### Short problem
Reproduce the data below, substituting "biggest circle" for every occurrence of "largest circle" and leaving all other text unchanged.

### A run of records
--- Begin ---

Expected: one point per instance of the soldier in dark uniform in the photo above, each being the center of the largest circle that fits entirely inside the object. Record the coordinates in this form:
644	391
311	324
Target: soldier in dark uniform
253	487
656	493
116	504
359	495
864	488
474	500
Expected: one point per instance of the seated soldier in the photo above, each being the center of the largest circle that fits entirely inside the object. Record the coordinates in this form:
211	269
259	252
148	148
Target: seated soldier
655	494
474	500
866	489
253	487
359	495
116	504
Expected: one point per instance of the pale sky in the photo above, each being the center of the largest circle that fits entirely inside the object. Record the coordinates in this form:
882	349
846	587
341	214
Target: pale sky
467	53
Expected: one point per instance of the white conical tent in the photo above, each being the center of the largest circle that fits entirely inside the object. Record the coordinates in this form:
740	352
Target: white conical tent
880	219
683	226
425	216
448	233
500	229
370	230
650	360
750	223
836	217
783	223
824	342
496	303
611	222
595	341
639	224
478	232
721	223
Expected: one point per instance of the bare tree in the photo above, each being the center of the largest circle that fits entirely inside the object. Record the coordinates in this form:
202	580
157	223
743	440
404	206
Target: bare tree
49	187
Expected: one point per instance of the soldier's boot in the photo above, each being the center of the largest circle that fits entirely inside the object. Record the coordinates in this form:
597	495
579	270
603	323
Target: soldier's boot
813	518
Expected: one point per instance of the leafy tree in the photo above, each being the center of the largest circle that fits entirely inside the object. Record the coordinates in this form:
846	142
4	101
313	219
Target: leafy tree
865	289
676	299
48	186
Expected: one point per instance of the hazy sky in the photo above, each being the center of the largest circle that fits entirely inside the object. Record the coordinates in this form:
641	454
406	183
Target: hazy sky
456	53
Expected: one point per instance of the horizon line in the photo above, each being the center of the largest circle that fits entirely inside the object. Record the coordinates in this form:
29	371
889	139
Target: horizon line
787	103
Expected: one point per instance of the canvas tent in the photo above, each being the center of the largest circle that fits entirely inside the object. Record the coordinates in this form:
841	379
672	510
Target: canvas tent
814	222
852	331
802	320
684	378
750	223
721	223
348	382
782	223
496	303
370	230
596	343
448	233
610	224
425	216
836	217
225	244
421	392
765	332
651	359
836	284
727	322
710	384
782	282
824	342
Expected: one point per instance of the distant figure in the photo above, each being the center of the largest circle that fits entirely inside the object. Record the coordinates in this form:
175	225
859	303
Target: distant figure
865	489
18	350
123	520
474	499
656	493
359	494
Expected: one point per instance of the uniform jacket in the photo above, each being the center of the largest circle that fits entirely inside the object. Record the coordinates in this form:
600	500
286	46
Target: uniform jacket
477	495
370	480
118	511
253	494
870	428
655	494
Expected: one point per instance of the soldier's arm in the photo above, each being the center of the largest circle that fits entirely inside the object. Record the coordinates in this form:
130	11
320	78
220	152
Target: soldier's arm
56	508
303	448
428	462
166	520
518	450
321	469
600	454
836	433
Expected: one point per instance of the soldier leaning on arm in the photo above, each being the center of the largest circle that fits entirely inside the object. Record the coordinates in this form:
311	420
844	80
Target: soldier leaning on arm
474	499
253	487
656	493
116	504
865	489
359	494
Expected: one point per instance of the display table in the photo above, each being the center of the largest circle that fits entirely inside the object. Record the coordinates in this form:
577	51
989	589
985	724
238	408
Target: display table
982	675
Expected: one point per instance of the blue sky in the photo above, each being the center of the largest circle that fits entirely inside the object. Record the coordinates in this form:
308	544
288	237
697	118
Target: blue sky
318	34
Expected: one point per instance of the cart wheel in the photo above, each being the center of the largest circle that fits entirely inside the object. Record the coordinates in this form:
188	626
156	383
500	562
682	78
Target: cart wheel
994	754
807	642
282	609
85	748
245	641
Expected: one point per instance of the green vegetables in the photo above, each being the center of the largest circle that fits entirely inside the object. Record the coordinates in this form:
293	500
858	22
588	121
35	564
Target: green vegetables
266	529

--- End ---

### Exercise output
Expected: one point per instance of the soldier in dark uniform in the photo above, each being the center of the biggest circle that fits entirely inside the object. Record the coordinates in this form:
644	391
311	324
Target: soldier in dark uniform
253	487
656	493
116	504
359	495
864	488
474	500
Expected: one point per instance of the seated soldier in the photo above, each being the center of the biggest circle that fits entirely inside the object. Record the coordinates in this form:
211	269
259	252
148	148
Target: seated soldier
655	494
474	500
866	489
253	487
359	495
116	504
Expected: one point per instance of the pale sky in the photo above, each being the center of the biggest circle that fits entirely inside the object. Record the coordinates in this form:
882	349
846	587
341	214
Target: pale sky
467	53
Expected: one point per instance of the white conical tent in the photo above, each being the center of the biggest circle that fits entirely inside the object. Record the coordinates in this form:
740	352
Target: white conical tent
880	219
683	226
425	216
448	233
500	229
370	230
650	360
750	223
836	217
783	223
824	342
496	303
611	222
595	341
639	224
478	232
721	223
Expected: one point per instance of the bare tree in the photo above, each being the center of the biggest circle that fits entirely inside the object. Record the coordinates in this form:
202	580
157	223
743	440
404	206
Target: bare tree
49	187
Expected: one point per instance of the soldier's boot in the photo above, each being the center of the biggest circle that fits entirely inside the object. Record the coordinates in this form:
597	495
579	270
603	323
Target: soldier's boot
813	518
Expected: one point per instance of the leafy tree in the photo above, each being the center of the biggest circle that fits entirely inside the object. Record the coordinates in this form:
846	142
4	101
313	219
Target: leafy tree
865	289
676	299
48	186
Expected: one point per instance of the hazy sky in the photo above, each being the center of the biggest circle that fits entirely inside the object. Record the coordinates in this form:
641	454
406	183
Target: hazy sky
456	53
Expected: one point per instance of the horizon line in the photo above, each being the center of the biggest circle that fits entirely inside the object. Record the coordinates in this form:
29	371
889	139
Target: horizon line
787	103
Expected: one point per instance of the canvas tent in the photo above, each being the center of the biggest circle that fits entirely inside the object. Record the coordinates in this form:
841	379
672	510
Target: canvas tent
814	222
852	331
802	320
684	378
750	223
721	223
348	382
782	223
496	303
370	230
596	343
448	233
610	224
425	216
836	217
225	244
421	392
765	332
651	359
836	284
727	322
710	384
782	282
824	342
Expected: one point per instance of the distant figure in the photo above, each being the center of the biggest circle that fits entirely inside the object. Record the coordinates in this form:
175	225
859	303
Target: distant figure
865	489
18	350
123	520
474	499
656	493
359	494
Expected: one point per instance of the uniform jacket in the photo above, each being the center of the biggest circle that fits entirely inside the object. Record the coordinates in this form:
600	500
286	46
Target: uniform jacket
477	495
370	480
118	511
253	494
870	428
655	494
Expected: one point per instance of the soldier's arm in the photo above, each being the center of the biggest circle that fits entirely inside the object. Record the coordinates in this form:
130	11
320	78
220	152
Target: soldier's arm
56	508
303	448
428	462
166	520
518	450
321	469
600	454
836	433
Expected: one point per instance of the soldier leaning on arm in the photo above, each being the center of the biggest circle that fits entirely inside the object. Record the coordinates in this form:
311	420
844	80
Target: soldier leaning on arm
474	499
253	487
656	493
116	504
865	489
359	494
Expected: one point per instance of the display table in the photo above, each being the center of the biggest circle that fits entirely inside the object. Record the coordinates in this form:
577	51
989	589
985	724
238	408
Target: display table
982	675
Expected: one point per instance of the blue sky in the photo above, each being the center of the biggest circle that fits entirely inside the object. Record the coordinates in this form:
308	544
288	237
697	118
Target: blue sky
318	34
Expected: one point per instance of the cart wheel in the photo above, each being the center of the biggest circle that fits entirely inside the object. Record the coordinates in this form:
188	626
156	383
500	562
682	78
Target: cart wheel
994	754
807	642
282	609
85	748
245	641
Expected: one point per instance of the green vegetables in the photo above, each being the center of the biggest circle that fits entirely inside the object. Record the coordinates in this form:
293	500
858	22
588	121
35	564
Target: green vegetables
266	529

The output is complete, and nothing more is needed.